* begin Passage provided *

- Founder: Hilario Moncado
- Founded: 1932
- Dissolved: c. late 1940s
- Ideology: Americanism Philippine dominion status

= Modernist Party (Philippines) =

Defunct Philippine political party

The Modernist Party (Partido Modernista) was a Philippine political party founded in 1932 by religious leader Hilario Moncado.

The party's principal platform was support for the dominion status of the Philippines, which sought to make the country a dominion of the United States.

Moncado ran under the party's banner in the 1934 senatorial election for the 10th district, but lost to Sergio Osmeña. In 1941, he ran for president but lost to incumbent President Manuel L. Quezon of the Nacionalista Party. Former President Emilio Aguinaldo initially ran as his vice-presidential running mate but later withdrew his candidacy.

Moncado made another bid for the presidency under the party's banner in 1946, but lost to Senate President Manuel Roxas, who ran under the Liberal wing of the Nacionalista Party (later the Liberal Party).

The party ceased to exist by the late 1940s after Moncado left for the United States.

* end Passage provided *
* begin Provided information *

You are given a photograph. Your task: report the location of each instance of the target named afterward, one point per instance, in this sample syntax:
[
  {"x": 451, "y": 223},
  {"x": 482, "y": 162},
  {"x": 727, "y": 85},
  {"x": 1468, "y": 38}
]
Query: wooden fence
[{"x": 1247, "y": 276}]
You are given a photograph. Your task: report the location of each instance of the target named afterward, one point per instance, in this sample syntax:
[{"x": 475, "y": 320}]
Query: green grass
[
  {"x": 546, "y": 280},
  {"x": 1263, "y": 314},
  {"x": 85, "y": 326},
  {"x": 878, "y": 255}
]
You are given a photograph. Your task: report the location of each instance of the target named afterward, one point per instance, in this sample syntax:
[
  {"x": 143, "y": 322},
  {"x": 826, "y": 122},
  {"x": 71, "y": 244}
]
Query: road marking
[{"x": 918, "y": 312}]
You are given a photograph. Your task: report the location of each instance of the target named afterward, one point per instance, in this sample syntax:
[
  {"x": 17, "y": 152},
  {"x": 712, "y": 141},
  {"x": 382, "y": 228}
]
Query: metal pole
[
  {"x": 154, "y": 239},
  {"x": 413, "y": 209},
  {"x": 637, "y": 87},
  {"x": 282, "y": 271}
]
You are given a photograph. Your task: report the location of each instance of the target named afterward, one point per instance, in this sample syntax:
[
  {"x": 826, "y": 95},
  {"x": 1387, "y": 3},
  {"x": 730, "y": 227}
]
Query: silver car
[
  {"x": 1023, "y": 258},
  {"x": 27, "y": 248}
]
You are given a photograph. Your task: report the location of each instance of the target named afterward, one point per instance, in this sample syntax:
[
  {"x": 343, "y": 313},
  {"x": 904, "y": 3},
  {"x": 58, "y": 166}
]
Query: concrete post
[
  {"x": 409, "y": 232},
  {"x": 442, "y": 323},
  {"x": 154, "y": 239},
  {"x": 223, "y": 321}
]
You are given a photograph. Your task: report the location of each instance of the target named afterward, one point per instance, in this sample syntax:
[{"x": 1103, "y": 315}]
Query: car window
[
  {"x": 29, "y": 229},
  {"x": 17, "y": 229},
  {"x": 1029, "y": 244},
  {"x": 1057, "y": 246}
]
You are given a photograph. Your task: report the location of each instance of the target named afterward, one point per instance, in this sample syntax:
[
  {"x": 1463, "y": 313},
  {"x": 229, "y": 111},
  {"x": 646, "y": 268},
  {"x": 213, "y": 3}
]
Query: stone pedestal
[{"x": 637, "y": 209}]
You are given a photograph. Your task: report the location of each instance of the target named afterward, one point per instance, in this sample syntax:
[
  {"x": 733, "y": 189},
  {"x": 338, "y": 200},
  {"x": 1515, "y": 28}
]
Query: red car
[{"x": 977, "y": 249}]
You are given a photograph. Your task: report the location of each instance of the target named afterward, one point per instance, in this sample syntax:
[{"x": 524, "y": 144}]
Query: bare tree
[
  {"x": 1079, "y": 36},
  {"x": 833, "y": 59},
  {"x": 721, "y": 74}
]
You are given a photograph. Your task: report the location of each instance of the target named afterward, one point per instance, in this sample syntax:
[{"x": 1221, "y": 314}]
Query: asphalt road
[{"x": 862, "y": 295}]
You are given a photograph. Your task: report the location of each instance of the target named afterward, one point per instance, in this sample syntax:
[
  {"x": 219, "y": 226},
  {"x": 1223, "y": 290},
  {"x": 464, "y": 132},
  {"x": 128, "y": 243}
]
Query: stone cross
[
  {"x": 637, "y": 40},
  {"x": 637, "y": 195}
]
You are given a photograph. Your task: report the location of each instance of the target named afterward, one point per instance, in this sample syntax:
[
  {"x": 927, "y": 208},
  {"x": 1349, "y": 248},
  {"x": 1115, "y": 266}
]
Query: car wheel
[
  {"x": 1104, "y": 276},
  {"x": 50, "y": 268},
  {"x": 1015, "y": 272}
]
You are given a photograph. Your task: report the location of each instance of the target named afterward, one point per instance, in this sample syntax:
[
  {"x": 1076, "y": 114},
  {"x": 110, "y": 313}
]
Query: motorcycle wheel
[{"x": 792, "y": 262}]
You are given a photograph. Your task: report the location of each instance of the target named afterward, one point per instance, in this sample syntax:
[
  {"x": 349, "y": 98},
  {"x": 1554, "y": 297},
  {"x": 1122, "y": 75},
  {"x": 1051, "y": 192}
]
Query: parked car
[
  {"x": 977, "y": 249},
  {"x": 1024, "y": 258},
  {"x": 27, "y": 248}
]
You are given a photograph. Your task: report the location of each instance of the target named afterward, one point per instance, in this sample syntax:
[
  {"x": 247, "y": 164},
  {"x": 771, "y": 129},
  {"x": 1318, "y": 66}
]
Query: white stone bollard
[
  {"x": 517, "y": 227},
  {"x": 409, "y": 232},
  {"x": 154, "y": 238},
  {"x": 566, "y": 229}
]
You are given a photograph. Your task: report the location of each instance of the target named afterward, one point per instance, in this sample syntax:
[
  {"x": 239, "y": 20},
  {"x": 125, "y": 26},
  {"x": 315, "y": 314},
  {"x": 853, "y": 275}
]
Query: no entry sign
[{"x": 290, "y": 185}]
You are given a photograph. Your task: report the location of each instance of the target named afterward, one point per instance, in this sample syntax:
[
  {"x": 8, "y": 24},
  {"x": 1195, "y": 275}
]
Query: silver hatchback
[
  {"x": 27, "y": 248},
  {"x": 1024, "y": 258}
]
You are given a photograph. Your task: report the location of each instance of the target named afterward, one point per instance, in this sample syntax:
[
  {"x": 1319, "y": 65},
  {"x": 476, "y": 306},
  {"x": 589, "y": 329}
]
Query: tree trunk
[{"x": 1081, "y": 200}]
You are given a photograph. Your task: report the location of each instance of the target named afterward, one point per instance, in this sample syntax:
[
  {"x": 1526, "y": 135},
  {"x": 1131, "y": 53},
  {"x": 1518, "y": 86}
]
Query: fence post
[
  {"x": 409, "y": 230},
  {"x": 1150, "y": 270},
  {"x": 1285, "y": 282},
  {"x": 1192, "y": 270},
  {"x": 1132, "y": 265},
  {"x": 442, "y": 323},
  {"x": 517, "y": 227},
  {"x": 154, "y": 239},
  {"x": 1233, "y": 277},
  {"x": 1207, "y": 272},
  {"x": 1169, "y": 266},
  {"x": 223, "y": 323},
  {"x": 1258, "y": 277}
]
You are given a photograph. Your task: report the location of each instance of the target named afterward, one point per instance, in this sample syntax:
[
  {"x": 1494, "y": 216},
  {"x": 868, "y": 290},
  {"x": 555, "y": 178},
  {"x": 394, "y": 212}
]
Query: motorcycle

* end Provided information *

**Tasks:**
1. Answer these about the Modernist Party text:
(a) In what year was the party founded?
(b) Who defeated Moncado in the 1934 senatorial election for the 10th district?
(c) To whom did Moncado lose his 1946 bid for the presidency?
2. Return the part of the Modernist Party text from "- Founder: Hilario" to "leader Hilario Moncado.", copied word for word.

**Task results:**
1.
(a) 1932
(b) Sergio Osmeña
(c) Senate President Manuel Roxas

2.
- Founder: Hilario Moncado
- Founded: 1932
- Dissolved: c. late 1940s
- Ideology: Americanism Philippine dominion status

= Modernist Party (Philippines) =

Defunct Philippine political party

The Modernist Party (Partido Modernista) was a Philippine political party founded in 1932 by religious leader Hilario Moncado.